Для старого вора в законе был он в меру жесток и подл, любил резаться в «штос» и «три листика». Партнера, который пытался передернуть, бил костылем по голове. У меня спросил:

— Ты небось много книжек читал?

— Читал, - говорю.

— Рассказать можешь?

— Попробую.

— А ну, тихо, люди! Наш фрайерочек роман толкать будет!..

Кусок из «Графа Монте-Кристо» произвел впечатление.

— Я это слышал, но иначе. Хорошо тискаешь, в лицах. Завтра продолжишь. Эй, мужики, вот он теперь наш романист. Как положено, крошки от паек ему. - Это было кстати, голодать я еще не начинал, но сосало под ложечкой все время.

С утра приносили узел с буханками. Вохряк вставал в дверях, давал тупой нож, кто-нибудь из кодлы кромсал пайки на глаз. Толстые ломти разбирали в красный угол, остальное делил, выкликая фамилии по списку. Крошек набиралось не меньше, чем пайка. Их торжественно вручали рассказчику, я их тут же съедал, а основную, законную птюху прятал за пазуху до баланды. К вечеру все усаживались тихо, и я художественно отрабатывал дополнительный паек. Делал я это с полной отдачей, благо читано было достаточно, Густава Эмара и Купера, Буссенара, Беляева и, уж, конечно, Дюма. Непонятное приходилось препарировать.

### Задача:
Какие утверждения (a), (b), (c) совпадают с отрывком выше? На каждое ответьте «да» или «нет» и приведите решающие слова отрывка в кавычках без изменений.
(a) Крошки от паек отдавали рассказчику.
(b) Пайки резали острым ножом.
(c) Основную пайку рассказчик съедал сразу утром.

### Показанные данные:
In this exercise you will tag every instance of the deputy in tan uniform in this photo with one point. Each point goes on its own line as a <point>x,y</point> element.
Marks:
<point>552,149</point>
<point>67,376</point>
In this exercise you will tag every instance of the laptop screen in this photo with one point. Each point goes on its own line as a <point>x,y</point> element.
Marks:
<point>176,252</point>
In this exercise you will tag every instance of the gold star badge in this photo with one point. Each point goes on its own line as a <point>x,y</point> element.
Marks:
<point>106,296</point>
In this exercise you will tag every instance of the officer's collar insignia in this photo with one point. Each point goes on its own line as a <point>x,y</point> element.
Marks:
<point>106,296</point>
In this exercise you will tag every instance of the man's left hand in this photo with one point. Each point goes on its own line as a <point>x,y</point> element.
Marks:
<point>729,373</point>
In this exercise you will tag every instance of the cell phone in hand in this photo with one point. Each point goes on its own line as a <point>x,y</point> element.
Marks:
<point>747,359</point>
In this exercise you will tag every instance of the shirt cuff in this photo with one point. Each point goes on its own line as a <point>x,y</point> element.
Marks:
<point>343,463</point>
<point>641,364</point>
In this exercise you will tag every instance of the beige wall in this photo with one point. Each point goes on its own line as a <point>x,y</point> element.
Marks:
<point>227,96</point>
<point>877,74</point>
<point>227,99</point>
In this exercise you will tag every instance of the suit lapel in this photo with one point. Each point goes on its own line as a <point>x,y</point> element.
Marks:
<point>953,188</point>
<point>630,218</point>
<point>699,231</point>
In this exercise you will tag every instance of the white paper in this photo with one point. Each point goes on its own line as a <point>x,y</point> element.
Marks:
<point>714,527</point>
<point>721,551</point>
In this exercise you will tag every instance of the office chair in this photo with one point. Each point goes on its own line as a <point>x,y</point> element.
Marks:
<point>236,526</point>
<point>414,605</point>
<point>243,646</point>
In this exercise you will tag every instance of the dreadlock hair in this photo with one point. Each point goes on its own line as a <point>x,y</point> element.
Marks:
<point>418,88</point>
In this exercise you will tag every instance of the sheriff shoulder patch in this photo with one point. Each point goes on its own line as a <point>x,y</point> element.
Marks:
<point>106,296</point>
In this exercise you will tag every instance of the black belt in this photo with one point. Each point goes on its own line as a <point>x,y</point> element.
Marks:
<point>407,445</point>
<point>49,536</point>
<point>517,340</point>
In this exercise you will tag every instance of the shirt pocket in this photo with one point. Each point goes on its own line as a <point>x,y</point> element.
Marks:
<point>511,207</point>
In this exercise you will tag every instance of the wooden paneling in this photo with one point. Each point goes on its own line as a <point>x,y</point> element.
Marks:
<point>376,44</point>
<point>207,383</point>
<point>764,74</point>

### Результат:
(a) Да: «Их торжественно вручали рассказчику».
(b) Нет: «давал тупой нож».
(c) Нет: «а основную, законную птюху прятал за пазуху до баланды».